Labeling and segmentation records
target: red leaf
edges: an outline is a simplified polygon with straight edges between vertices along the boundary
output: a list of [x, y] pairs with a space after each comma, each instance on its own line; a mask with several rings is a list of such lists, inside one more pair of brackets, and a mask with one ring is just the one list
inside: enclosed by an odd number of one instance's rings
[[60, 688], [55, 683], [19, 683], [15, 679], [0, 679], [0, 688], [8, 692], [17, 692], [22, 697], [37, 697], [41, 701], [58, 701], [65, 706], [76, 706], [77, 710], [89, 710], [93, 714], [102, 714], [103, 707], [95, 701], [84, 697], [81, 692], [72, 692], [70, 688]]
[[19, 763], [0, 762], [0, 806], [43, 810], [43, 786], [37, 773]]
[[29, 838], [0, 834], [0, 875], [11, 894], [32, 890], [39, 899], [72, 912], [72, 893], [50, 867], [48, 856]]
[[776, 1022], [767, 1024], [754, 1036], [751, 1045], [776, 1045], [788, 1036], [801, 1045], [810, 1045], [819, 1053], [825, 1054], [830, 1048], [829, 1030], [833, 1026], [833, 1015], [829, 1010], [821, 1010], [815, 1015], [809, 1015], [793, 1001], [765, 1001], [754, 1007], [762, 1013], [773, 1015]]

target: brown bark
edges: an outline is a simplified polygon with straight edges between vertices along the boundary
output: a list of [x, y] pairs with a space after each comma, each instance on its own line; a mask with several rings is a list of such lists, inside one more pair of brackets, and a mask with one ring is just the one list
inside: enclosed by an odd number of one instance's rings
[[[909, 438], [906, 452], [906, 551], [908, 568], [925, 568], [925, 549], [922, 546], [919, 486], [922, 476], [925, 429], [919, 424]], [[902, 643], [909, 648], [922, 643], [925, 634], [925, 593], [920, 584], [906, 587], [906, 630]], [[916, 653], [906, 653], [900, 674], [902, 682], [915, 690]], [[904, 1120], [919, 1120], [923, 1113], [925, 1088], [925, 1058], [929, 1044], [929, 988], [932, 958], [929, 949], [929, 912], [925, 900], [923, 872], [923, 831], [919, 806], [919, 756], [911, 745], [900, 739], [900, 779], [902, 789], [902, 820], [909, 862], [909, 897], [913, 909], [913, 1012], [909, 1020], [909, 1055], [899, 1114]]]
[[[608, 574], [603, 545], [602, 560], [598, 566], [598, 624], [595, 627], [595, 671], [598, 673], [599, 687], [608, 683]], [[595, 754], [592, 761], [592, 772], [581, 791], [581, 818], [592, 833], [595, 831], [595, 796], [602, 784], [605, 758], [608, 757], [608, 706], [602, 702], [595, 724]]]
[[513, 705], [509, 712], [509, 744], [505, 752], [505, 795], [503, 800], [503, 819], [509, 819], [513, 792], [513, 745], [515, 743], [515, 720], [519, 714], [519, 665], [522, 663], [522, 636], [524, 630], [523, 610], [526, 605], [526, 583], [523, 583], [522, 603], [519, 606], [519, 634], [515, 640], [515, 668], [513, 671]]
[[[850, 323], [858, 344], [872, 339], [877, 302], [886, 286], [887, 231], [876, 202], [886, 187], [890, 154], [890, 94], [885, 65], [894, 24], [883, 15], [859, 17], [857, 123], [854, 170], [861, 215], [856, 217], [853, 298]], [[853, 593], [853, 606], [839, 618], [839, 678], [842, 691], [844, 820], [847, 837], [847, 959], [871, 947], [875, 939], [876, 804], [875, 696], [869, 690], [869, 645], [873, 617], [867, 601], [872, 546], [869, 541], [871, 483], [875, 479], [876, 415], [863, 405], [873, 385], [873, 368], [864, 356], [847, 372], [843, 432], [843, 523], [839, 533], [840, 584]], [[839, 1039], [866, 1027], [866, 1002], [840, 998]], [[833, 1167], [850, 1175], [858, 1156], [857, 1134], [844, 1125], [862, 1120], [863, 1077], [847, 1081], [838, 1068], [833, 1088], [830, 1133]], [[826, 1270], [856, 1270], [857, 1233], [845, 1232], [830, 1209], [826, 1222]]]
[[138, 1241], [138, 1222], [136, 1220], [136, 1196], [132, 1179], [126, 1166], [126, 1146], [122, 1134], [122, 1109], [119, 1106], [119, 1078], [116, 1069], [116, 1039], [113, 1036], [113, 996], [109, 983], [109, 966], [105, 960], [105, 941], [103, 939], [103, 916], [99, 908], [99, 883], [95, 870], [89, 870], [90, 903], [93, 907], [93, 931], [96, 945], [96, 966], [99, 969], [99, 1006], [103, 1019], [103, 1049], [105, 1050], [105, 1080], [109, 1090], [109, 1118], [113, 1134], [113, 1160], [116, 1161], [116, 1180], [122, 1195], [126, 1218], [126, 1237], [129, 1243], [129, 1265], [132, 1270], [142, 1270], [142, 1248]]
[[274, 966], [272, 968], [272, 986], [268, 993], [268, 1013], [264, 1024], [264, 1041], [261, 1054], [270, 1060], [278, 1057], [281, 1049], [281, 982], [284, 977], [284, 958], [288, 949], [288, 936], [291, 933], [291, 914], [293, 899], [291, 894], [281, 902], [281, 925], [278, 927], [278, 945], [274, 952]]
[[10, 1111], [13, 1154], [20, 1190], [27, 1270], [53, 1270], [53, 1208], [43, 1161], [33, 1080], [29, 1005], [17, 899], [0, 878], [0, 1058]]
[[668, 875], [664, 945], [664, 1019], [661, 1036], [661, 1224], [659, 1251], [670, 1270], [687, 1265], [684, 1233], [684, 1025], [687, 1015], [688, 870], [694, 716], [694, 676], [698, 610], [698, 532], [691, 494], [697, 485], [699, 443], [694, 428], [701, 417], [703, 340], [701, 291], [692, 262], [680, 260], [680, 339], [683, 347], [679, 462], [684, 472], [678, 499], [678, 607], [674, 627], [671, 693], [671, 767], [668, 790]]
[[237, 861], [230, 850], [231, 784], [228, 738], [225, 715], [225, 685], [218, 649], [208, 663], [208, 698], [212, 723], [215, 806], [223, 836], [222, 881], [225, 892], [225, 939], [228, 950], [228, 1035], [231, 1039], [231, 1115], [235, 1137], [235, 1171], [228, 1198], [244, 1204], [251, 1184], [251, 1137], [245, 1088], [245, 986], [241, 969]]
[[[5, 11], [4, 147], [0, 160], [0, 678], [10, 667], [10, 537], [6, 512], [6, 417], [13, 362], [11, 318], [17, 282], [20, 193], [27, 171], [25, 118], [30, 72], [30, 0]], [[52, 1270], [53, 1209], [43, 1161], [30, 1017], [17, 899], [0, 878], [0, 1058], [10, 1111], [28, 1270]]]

▸ **What the exercise asks**: Copy the stretch of lines from the line that contains "target: brown bark" through the line that contains "702], [595, 724]]]", both ends included.

▸ **Task answer**:
target: brown bark
edges: an outline is a simplified polygon with straight edges between vertices along the boundary
output: a list of [x, y] pairs with a space after each comma, each instance on its own line; a mask with several rings is a list of such lists, inside one more pair of brackets, and a mask with one ring is just the one list
inside: enclosed by an odd number of one instance's rings
[[[909, 438], [906, 452], [906, 551], [908, 568], [925, 568], [925, 549], [922, 546], [919, 486], [922, 476], [925, 429], [919, 424]], [[902, 643], [909, 648], [922, 643], [925, 634], [925, 593], [920, 584], [906, 587], [906, 630]], [[916, 653], [906, 653], [900, 674], [902, 682], [915, 690]], [[904, 1120], [919, 1120], [923, 1113], [925, 1088], [925, 1058], [929, 1044], [929, 988], [932, 958], [929, 949], [929, 912], [925, 900], [923, 872], [923, 831], [919, 806], [919, 756], [911, 745], [900, 739], [900, 779], [902, 789], [902, 820], [909, 862], [909, 897], [913, 909], [913, 1012], [909, 1020], [909, 1055], [899, 1114]]]
[[[608, 574], [603, 545], [602, 560], [598, 566], [598, 624], [595, 627], [595, 671], [598, 673], [599, 687], [608, 683]], [[595, 754], [592, 761], [592, 772], [581, 791], [581, 818], [592, 833], [595, 831], [595, 796], [602, 784], [605, 758], [608, 757], [608, 706], [602, 702], [595, 724]]]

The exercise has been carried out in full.